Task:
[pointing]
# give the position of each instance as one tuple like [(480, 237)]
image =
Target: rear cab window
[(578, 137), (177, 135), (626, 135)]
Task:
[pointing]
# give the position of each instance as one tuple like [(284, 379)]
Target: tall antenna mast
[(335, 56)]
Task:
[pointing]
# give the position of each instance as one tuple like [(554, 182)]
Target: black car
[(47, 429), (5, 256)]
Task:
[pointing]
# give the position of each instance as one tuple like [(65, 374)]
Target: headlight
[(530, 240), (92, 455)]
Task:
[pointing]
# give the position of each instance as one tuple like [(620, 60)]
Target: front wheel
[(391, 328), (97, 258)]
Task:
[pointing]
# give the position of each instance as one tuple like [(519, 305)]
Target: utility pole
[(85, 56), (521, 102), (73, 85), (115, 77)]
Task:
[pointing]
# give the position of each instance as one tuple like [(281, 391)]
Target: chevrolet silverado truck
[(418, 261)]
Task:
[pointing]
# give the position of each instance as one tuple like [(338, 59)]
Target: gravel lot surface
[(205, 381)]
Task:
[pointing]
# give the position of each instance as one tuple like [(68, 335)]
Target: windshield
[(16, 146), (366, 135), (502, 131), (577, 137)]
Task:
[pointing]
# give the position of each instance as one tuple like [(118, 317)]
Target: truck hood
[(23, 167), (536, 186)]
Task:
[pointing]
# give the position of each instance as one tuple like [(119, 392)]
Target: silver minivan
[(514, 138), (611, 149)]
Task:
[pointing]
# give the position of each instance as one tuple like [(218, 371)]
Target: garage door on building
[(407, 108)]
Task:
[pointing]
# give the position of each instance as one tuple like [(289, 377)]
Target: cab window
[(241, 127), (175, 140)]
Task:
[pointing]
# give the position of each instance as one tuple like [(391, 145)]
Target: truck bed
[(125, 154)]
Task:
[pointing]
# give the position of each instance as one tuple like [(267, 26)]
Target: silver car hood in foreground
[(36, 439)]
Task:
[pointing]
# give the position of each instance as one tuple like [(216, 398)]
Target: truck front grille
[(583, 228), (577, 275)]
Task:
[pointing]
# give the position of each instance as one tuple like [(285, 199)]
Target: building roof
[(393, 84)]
┄┄┄┄┄┄┄┄┄┄
- HOW TO COMPLETE THIS TASK -
Your task is to set down only the lines that run from the opening of the listing to the line with "like [(65, 374)]", both ends included, each unchanged.

- ANSWER FOR THIS EXERCISE -
Task:
[pointing]
# give the position of each instance as one tuple like [(480, 237)]
image =
Target: rear cab window
[(578, 137), (177, 135), (626, 135)]
Task:
[pointing]
# give the position of each instance as one tuple like [(284, 379)]
Target: tall antenna mast
[(335, 56)]
Task:
[pointing]
# give the position of each instance as one tuple like [(554, 182)]
Target: black car
[(47, 429), (5, 256)]
Task:
[pointing]
# give the position of each instance as one tuple like [(65, 374)]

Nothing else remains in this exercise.